Page extract:
------------------------------------------------------------------------
UNITED MICROELECTRONICS CORPORATION

July 12, 2011

Mail Stop 3030

Eric Atallah, Staff Accountant

Kate Tillan, Assistant Chief Accountant

Martin James, Senior Assistant Chief Accountant

United States Securities and Exchange Commission

Division of Corporation Finance

100 F Street, N.E.

Washington, D.C. 20549

Re: United Microelectronics Corporation

Form 20-F for the fiscal year ended December 31, 2010

File No. 001-15128

Dear Mr. Atallah, Ms. Tillan and Mr. Martin:

We send this letter in response to the letter received from the staff (the “Staff”) of the United States Securities and Exchange Commission (the “Commission”) dated June 30, 2011 regarding the Annual Report on Form 20-F for the fiscal year ended December 31, 2010 (the “2010 Form 20-F”) of United Microelectronics Corporation (the “Company”).

For your convenience, we have included your comments in this response letter in bold italics form and keyed our responses to the Staff’s comments accordingly.

Form 20-F for the Fiscal Year Ended December 31, 2010

Item 15. Controls and Procedures, page 89

  1. We note your disclosure regarding your officers’ conclusions about the effectiveness of the company’s disclosure controls and procedures. While you are not required to include the definition of disclosure controls and procedures in your conclusion, when you do so in future filings, that definition must be consistent with and not modify the language that appears in the definition of “disclosure controls and procedures” set forth in Rule 13a- 15(e) of the Exchange Act. Alternatively, in future filings you may remove that definition.
------------------------------------------------------------------------
Records shown:
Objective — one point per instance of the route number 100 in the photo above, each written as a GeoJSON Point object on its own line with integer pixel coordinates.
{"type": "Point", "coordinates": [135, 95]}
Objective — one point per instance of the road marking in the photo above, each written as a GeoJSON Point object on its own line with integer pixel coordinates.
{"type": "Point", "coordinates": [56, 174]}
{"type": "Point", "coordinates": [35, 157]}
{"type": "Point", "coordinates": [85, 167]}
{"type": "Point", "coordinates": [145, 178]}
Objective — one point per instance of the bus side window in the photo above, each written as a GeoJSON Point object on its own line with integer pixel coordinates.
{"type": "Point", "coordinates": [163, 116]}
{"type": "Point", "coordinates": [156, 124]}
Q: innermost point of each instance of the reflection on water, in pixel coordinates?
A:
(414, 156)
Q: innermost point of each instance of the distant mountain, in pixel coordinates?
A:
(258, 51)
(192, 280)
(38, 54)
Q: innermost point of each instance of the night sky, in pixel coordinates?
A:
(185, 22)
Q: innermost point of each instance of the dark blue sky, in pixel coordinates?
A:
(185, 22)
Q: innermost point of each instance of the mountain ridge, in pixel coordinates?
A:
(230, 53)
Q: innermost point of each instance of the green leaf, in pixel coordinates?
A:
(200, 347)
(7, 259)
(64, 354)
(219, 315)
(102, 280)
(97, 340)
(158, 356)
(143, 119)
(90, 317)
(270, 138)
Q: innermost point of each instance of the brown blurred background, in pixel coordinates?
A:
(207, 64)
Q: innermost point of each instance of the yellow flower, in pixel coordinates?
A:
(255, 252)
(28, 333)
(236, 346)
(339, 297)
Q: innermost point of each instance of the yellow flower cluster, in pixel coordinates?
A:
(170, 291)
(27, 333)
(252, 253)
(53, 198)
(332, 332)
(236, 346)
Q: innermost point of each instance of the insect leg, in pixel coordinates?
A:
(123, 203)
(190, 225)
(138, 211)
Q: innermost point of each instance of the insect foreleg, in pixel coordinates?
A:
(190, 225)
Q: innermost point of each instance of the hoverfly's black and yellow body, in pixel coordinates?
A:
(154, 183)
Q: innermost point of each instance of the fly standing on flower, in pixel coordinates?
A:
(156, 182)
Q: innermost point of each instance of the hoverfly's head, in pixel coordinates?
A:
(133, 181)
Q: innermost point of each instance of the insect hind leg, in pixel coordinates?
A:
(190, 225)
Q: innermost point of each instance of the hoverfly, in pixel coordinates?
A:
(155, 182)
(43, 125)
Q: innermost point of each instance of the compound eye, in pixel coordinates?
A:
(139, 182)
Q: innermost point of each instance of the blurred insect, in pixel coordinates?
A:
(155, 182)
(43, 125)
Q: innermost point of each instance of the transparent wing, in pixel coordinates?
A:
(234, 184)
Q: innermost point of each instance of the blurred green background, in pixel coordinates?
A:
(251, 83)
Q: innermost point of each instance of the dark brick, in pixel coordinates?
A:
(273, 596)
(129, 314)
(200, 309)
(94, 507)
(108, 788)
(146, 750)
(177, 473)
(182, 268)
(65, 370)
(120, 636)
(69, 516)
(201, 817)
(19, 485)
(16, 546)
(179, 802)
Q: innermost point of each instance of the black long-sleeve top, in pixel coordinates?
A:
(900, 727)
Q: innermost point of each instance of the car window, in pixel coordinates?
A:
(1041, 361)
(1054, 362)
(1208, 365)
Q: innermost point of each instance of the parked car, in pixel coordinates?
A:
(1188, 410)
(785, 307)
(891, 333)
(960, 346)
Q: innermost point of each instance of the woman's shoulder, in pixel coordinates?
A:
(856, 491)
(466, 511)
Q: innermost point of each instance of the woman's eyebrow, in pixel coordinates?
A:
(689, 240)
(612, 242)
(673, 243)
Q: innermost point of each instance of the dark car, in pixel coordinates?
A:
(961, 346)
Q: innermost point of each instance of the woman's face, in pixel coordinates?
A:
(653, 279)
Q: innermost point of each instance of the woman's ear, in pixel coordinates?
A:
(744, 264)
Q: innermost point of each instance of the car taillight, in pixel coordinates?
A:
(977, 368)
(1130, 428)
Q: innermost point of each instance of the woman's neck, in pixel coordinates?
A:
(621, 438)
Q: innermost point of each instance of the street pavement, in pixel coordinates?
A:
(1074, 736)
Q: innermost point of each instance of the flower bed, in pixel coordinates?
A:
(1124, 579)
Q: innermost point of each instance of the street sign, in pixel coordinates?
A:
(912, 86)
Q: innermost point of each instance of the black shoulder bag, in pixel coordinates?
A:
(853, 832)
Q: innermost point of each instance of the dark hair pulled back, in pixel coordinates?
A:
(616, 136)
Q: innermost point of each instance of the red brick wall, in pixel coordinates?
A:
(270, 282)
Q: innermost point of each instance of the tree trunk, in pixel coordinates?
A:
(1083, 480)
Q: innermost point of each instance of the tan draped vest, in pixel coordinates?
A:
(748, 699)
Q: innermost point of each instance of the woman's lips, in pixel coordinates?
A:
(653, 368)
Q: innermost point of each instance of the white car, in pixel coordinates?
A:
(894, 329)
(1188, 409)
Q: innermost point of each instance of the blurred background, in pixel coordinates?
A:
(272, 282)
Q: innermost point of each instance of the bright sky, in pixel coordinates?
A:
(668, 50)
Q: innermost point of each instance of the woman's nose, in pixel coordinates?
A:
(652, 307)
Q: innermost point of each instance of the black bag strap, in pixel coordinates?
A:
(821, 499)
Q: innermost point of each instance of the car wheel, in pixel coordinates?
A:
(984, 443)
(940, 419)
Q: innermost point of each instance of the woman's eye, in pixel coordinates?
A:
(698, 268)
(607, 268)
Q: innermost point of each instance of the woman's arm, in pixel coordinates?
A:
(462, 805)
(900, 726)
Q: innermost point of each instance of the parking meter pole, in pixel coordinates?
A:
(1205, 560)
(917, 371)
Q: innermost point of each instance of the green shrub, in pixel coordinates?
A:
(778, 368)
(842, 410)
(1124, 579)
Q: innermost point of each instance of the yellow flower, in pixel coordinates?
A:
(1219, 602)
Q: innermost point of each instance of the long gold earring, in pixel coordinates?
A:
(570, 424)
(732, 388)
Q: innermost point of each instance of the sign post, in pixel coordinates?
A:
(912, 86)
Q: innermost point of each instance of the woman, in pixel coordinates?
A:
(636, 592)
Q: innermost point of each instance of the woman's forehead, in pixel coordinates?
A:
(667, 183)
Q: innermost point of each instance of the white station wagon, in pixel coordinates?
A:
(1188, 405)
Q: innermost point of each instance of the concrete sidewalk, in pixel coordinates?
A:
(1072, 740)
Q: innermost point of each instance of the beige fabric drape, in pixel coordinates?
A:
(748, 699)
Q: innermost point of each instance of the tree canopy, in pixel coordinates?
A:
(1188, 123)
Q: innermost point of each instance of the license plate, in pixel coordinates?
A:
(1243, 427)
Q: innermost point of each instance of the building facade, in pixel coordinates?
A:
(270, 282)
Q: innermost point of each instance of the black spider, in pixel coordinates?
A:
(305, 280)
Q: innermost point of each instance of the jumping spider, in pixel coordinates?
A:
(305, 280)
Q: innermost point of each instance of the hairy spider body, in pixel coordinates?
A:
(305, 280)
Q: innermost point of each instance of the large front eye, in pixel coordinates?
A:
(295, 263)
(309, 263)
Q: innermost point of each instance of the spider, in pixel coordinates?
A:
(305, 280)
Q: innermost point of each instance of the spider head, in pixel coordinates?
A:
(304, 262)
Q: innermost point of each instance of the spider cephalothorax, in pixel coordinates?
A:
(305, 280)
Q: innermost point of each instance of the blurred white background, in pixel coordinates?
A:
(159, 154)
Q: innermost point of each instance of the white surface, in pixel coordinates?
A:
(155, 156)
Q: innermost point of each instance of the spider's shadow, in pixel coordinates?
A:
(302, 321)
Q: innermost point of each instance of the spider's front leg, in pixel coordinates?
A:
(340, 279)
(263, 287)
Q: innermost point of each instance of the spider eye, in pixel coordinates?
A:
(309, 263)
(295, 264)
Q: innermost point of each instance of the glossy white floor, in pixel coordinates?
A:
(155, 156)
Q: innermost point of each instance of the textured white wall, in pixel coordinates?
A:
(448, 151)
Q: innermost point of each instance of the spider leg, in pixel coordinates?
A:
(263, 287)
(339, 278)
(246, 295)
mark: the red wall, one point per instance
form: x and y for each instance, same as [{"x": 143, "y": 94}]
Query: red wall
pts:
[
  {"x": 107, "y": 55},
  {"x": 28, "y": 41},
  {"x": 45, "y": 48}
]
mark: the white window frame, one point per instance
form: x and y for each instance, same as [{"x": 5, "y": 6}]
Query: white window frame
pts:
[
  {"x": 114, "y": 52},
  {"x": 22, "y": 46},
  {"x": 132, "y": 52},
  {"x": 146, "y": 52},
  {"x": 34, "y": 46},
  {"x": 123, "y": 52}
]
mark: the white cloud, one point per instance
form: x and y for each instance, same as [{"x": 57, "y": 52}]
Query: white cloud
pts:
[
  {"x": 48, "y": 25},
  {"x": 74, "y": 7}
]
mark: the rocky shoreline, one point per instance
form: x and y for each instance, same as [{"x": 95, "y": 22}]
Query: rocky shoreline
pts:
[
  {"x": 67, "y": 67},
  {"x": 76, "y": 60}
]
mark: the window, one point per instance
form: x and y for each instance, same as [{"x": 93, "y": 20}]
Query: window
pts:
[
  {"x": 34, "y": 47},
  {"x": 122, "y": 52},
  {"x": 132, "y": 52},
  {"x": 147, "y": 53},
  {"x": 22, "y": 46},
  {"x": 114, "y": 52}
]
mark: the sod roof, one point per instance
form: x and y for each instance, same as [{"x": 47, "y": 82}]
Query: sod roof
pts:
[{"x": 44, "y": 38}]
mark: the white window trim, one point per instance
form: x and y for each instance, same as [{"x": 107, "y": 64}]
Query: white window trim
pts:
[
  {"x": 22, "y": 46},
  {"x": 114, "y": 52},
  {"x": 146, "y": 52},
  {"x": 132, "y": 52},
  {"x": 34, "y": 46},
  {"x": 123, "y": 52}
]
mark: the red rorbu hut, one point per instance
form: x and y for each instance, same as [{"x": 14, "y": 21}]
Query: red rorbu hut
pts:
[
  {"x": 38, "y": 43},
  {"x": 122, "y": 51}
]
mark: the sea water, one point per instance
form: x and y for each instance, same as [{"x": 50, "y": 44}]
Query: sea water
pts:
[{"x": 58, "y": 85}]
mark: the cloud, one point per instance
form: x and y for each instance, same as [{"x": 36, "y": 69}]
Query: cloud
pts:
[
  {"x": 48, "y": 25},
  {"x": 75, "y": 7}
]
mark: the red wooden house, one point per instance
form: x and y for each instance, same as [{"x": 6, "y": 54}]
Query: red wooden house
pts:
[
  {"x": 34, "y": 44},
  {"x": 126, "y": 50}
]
------------------------------------------------------------------------
Written tasks:
• 1. Count the lines of the records that contain the word "Objective", and reply with the number alone.
• 2. Please continue the SEC comment-response letter from the point where it stops.

Results:
• 1. 3

• 2.
Response

The Company confirms to the Staff that it will remove the definition of disclosure controls and procedures from Item 15 of its future filings.

Item 18. Financial Statements, page 94

Note 2. Summary of Significant Accounting Policies, page F-10

  1. We note that as of December 31, 2010, under R.O.C. GAAP, the company is consolidating several less-than majority owned subsidiaries. Please explain to us how management is accounting for these subsidiaries under U.S. GAAP, including ASC 810.

Response

The Company respectfully advises the Staff that the tabular disclosure of consolidated subsidiaries on pages F-12 and F-13 of the 2010 Form 20-F is presented by each of the Company’s subsidiaries and its ownership percentage of the respective investees. As of December 31, 2010, on an entity-wide basis, there were no less-than majority owned subsidiaries consolidated in the Company’s financial statements. For further clarity, please see the following table and please note that FORTUNE, UNITRUTH, TLC and AWL are subsidiaries 100% owned by the Company.

The Company further confirms to the Staff that it will remove from Summary of Significant Accounting Policies – Principles of Consolidation in future filings reference to “de facto control with less than 50% of voting rights”.

  1. Further, for purposes of providing an information content that is substantially similar to U.S. GAAP, please disclose in future filings the accounting principles used in the preparation of the company’s financial statements, including the consolidation principles applied and the reasons for consolidation of the less-than majority owned subsidiaries.

The disclosure should allow an investor to clearly understand why the registrant controls the companies. Please provide us with your proposed disclosure.

Response

The Company confirms to the Staff that, as stated above, on an entity-wide basis, there were no less-than majority owned subsidiaries consolidated in the Company’s report as of December 31, 2010. Nevertheless, the Staff-mentioned accounting principles and disclosure will be included in future filings should the Company have a subsidiary that is less than majority owned.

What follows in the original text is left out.